[MATERIALS PROVIDED — start]
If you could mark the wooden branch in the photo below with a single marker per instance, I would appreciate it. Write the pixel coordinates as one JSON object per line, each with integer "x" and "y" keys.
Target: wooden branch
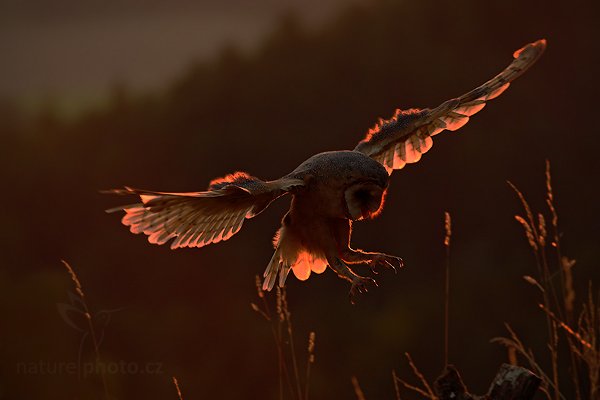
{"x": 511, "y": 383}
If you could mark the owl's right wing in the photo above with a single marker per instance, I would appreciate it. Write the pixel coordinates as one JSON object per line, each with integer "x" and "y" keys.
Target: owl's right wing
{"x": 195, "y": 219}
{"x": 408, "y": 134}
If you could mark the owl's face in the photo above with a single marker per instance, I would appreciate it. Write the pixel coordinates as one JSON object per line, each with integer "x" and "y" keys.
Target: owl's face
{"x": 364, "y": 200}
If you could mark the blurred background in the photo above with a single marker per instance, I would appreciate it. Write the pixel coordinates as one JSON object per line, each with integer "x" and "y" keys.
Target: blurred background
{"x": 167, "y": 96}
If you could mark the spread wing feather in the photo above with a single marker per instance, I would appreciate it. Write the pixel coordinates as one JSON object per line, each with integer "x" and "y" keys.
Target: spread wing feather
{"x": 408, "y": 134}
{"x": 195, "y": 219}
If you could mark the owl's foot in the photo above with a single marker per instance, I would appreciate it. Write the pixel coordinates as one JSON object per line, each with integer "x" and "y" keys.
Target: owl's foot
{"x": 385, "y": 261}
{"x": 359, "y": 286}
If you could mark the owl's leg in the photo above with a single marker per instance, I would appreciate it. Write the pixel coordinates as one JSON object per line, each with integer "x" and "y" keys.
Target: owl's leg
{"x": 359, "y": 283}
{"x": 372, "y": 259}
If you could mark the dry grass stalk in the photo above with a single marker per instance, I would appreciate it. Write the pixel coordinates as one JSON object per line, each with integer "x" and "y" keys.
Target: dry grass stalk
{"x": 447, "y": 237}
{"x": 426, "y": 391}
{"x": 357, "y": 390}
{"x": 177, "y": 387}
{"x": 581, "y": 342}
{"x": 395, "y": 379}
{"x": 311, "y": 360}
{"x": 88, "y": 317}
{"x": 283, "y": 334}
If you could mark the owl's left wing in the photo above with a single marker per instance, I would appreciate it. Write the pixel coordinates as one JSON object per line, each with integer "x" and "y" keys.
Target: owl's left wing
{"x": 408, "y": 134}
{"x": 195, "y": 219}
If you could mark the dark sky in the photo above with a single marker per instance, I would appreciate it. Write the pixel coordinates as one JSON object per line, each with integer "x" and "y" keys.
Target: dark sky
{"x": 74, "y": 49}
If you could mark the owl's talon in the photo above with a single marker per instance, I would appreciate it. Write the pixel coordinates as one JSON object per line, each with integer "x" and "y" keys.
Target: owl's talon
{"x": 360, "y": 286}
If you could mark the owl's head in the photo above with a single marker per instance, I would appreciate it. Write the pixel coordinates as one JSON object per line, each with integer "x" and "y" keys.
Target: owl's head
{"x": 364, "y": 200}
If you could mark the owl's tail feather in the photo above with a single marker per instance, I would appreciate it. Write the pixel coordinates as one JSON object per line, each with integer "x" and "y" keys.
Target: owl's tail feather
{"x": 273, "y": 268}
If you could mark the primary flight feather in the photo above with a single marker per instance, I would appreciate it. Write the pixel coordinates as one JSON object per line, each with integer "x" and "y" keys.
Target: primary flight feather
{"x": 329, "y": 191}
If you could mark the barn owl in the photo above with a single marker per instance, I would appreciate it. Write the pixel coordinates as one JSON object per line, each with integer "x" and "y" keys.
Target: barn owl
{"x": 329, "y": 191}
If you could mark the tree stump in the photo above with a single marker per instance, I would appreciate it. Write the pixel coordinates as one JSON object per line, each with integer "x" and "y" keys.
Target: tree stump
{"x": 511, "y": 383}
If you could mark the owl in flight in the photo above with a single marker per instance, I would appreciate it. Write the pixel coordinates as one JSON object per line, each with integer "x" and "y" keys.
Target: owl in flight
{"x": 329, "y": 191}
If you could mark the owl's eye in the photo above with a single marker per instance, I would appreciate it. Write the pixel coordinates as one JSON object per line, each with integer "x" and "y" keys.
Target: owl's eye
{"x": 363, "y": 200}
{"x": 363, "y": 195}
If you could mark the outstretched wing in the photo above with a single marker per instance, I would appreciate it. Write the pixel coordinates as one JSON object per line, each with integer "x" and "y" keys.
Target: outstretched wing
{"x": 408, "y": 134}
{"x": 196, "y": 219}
[MATERIALS PROVIDED — finish]
[MATERIALS PROVIDED — start]
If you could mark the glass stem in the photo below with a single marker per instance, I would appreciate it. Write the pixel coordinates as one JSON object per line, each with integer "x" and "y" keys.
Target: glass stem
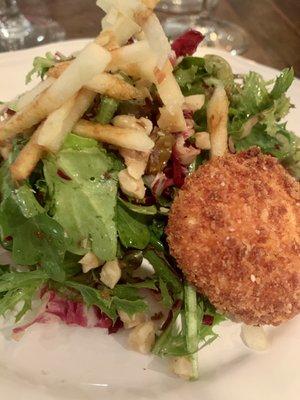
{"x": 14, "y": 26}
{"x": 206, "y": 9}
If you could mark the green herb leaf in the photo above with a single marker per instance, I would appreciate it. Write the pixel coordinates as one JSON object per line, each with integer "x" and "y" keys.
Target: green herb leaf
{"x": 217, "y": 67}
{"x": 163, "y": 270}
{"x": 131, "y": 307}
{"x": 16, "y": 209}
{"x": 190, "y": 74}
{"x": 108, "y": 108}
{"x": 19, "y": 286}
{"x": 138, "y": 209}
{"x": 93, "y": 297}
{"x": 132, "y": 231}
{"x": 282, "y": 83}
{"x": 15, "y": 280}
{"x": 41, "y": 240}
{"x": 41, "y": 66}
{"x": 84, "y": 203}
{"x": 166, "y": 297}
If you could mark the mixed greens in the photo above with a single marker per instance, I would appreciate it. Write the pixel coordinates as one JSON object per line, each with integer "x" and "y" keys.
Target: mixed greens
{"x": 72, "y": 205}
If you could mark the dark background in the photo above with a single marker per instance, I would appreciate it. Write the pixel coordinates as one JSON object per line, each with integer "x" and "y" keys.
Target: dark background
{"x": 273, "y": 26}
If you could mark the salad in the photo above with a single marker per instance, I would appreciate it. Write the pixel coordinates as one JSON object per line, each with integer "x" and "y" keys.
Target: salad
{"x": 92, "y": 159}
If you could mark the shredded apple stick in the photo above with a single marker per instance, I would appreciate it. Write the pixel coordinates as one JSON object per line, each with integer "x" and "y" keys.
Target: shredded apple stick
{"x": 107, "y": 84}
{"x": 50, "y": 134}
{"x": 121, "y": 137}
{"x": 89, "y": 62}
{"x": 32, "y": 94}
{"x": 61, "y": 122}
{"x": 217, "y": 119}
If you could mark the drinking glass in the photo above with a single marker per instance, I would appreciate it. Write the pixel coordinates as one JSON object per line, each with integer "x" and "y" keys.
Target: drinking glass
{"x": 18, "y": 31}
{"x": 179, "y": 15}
[MATERIALS PROVIDED — finish]
PROMPT
For the data above, count every line in which the string "below" appears, and answer with the count only.

SOLUTION TO THIS PROBLEM
2